_The exercise_. Present every line of the records below as a numbered list, omitting any blank lines.

_Records shown_.

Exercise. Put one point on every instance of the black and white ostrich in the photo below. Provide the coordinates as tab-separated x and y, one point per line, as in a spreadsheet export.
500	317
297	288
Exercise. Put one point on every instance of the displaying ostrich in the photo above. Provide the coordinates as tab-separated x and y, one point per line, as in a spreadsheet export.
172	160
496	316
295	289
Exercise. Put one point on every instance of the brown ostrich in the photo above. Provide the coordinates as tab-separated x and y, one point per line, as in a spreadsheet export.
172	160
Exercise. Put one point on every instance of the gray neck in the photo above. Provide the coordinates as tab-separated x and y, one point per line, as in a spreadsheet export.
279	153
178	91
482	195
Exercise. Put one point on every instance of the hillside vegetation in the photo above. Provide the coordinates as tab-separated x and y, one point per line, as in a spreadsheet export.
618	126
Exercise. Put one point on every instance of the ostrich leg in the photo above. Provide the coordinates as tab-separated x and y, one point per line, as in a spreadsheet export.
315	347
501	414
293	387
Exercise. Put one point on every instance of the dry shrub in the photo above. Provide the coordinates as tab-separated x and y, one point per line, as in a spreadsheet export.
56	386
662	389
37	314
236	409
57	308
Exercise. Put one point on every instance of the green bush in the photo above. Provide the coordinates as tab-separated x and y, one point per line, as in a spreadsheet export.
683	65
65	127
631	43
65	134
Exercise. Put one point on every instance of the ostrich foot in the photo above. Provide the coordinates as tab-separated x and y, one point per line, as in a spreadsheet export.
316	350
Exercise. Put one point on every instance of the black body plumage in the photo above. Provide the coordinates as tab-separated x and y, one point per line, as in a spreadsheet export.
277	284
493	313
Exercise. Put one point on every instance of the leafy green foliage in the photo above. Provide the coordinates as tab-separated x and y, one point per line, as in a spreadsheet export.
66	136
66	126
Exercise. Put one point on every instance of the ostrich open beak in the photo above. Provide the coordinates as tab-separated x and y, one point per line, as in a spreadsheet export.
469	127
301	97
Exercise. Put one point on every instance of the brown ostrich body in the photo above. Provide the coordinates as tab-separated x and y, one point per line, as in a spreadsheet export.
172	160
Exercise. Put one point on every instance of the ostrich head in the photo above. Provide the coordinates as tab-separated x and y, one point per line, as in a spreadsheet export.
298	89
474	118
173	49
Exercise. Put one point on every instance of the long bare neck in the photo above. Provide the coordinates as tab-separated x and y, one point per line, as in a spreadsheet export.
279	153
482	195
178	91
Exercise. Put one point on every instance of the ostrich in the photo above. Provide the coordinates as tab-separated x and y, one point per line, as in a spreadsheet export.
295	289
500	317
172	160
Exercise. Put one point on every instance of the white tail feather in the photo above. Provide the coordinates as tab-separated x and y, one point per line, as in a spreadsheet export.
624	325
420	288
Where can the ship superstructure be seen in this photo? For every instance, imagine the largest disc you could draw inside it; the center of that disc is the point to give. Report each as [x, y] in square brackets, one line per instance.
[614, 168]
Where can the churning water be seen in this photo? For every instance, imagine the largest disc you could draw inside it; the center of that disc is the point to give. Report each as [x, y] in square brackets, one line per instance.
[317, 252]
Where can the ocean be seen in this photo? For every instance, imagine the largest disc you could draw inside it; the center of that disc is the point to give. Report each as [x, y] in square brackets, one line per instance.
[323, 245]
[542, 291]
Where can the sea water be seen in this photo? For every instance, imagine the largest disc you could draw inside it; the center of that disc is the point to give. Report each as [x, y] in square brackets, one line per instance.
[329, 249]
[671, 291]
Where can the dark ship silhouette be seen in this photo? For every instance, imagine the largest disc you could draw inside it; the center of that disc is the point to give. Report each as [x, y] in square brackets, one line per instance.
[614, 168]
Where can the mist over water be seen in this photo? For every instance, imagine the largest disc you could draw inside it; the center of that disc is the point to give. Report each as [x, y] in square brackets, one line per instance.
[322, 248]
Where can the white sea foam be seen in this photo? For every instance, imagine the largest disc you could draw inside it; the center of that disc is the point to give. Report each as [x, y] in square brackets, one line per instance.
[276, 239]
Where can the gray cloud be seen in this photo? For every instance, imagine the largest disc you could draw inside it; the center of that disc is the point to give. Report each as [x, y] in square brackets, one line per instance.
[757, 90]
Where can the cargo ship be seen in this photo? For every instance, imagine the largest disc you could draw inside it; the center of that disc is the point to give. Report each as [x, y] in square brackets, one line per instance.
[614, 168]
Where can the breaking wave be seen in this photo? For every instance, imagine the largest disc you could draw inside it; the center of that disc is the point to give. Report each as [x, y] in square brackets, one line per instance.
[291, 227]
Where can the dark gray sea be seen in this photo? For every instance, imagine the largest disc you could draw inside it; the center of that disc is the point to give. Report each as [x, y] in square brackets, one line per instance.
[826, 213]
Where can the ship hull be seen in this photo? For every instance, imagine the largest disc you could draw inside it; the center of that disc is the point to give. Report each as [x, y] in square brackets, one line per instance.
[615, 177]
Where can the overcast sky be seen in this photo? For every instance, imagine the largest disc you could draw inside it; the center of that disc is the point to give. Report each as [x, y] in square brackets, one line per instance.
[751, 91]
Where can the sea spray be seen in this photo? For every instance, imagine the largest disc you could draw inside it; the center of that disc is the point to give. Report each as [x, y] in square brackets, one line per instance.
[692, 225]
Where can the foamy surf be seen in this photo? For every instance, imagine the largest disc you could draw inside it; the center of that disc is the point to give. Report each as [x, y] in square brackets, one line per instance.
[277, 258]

_Result below_.
1. Exercise. Put one point on every instance of the black and white ostrich in the photo below. Provide the coordinates as tab-separated x and y, one point per line, as in a spreadsheet export.
2. 500	317
3. 297	288
4. Exercise. Put one point on every instance of the displaying ostrich in the photo above. Provide the coordinates as tab-separated x and y, one point per line, as in a spreadsheet export.
5. 172	160
6. 496	316
7. 295	289
8. Exercise. Put one point on every instance of the brown ostrich in the photo above. Provide the coordinates as tab-separated x and y, one point per line, as in a spreadsheet export.
9. 172	160
10. Exercise. Put one point on every instance of the gray neck in the photo above. Provide the coordinates as tab-separated x and y, one point per line, as in a spreadsheet export.
11. 279	153
12. 178	91
13. 482	195
14. Exercise. Put one point on every instance of the hillside vegetation in the photo above. Provide the coordinates as tab-separated x and y, one point per line, as in a spreadsheet export.
15. 618	126
16. Exercise. Put one point on every instance of the ostrich leg in the photo above. Provide the coordinates as tab-separated x and y, one point per line, as in a spreadsheet export.
17. 315	347
18. 501	414
19. 293	387
20. Exercise. Put one point on every instance of the dry shrub in the photo above. Provide the coordinates as tab-separated x and y, one point per line, as in a spreadsheet export.
21. 56	386
22. 662	389
23. 37	314
24. 236	409
25. 57	308
26. Exercise. Put one point on every instance of the green bush in the photo above. Provide the coordinates as tab-separated x and y, one point per line, as in a spreadsheet export.
27. 683	65
28. 65	127
29. 631	43
30. 65	134
31. Exercise. Put one point on every instance of the ostrich foot in the photo above. Provide the coordinates as tab-separated x and y, one point per line, as in a spreadsheet export.
32. 316	350
33. Exercise. Put one point on every instance of the black body plumage in the photo above. Provide the coordinates as tab-separated x and y, one point per line, as in a spreadsheet export.
34. 277	284
35. 493	313
36. Exercise. Put one point on every instance of the leafy green foliage in the photo above. Provide the coordinates as tab-separated x and y, one point per line, as in a spreadsheet export.
37. 66	136
38. 66	126
39. Exercise. Put one point on every instance of the ostrich open beak in the photo above. Provide the coordinates as tab-separated x and y, one point per line, as in a spreadsheet export.
40. 469	127
41. 301	97
42. Exercise. Put one point on every instance of the brown ostrich body in the photo above. Provide the coordinates as tab-separated x and y, one point per line, as in a spreadsheet export.
43. 172	160
44. Exercise. Put one point on every instance of the ostrich head in the photo above. Provide the coordinates as tab-separated x and y, one point per line, as in a spreadsheet export.
45. 298	89
46. 474	118
47. 173	49
48. Exercise. Put one point on every instance of the long bare neck in the photo above. Provide the coordinates as tab-separated x and y, one point per line, as in a spreadsheet export.
49. 279	153
50. 482	195
51. 178	91
52. Exercise. Put one point on every instance of the ostrich in the photo above. Provide the coordinates as tab-separated x and y, one point per line, as in a spreadsheet export.
53. 295	289
54. 500	317
55. 172	160
56. Exercise. Put one point on every instance of the white tail feather in the photo above. Provide the coordinates as tab-separated x and y, one point per line, as in a spreadsheet export.
57. 624	325
58. 420	288
59. Where can the ship superstructure be seen in this photo? For every instance, imagine the largest disc you could draw inside it; the center of that disc is the point to give. Report each as [x, y] in square brackets, one line per instance.
60. [614, 168]
61. Where can the churning water be seen in this photo? For every instance, imagine the largest disc you could draw inside it; the center of that disc is the point to give. Report each as [x, y] in square brackets, one line per instance.
62. [317, 252]
63. Where can the ocean be seen in this photo? For every instance, imagine the largest disc you could draw inside it; the center of that disc is the point to give. Report each as [x, y] in square brackets, one line per instance.
64. [323, 245]
65. [542, 291]
66. Where can the sea water be seen in this photo? For every instance, imagine the largest disc you could draw inside it; the center of that disc is the point to give. Report each as [x, y] in square brackets, one line per instance.
67. [329, 249]
68. [671, 291]
69. Where can the dark ship silhouette be seen in this photo? For every instance, imagine the largest disc you could draw inside it; the center of that disc is the point to give. Report each as [x, y] in square brackets, one line per instance.
70. [614, 168]
71. Where can the mist over water be seen in this photo? For every instance, imagine the largest disc you could draw inside it; the center of that disc is the point to give. Report each as [x, y] in square brackets, one line per instance.
72. [322, 248]
73. Where can the white sea foam be seen in this photo? For every instance, imagine the largest disc you could draw inside it; the center of that disc is the point to give. Report each as [x, y] in square brackets, one line per instance.
74. [276, 239]
75. Where can the gray cloud be seen in this photo? For every instance, imagine the largest disc you could draw inside it; the center of that disc is the point to give. Report each as [x, y] in square brackets, one line per instance.
76. [757, 90]
77. Where can the cargo ship be seen in this photo? For every instance, imagine the largest disc you could draw inside it; the center of that disc is the point to give. Report each as [x, y] in square brackets, one line per instance.
78. [614, 168]
79. Where can the breaking wave be seen in this photo? For every instance, imagine the largest disc you could draw inside it; the center of that disc is the point to give. Report each as [x, y] in square brackets, one line per instance.
80. [291, 227]
81. Where can the dark gray sea be seen in this photo? For every instance, imagine the largest disc you could draw inside it; the center of that disc is the point to give. Report each as [x, y] in square brackets, one line per instance.
82. [826, 213]
83. Where can the ship hull be seen in this photo? For every instance, imagine the largest disc you could draw inside it; the center of that disc is the point to give. Report each as [x, y] in square brackets, one line per instance.
84. [615, 177]
85. Where can the overcast sky be seen in this photo? For every instance, imagine the largest disc you could draw inside it; the center of that disc is the point to give. Report each as [x, y] in square brackets, one line per instance.
86. [751, 91]
87. Where can the sea spray be seen in this photo? For every instance, imagine the largest disc you could draw inside it; the center of that disc is the point to give. Report each as [x, y] in square brackets, one line per instance.
88. [692, 225]
89. Where can the foamy surf be seen in this photo? For every instance, imagine the largest disc you could draw inside it; the center of that disc is the point to give. Report each as [x, y] in square brackets, one line per instance.
90. [277, 258]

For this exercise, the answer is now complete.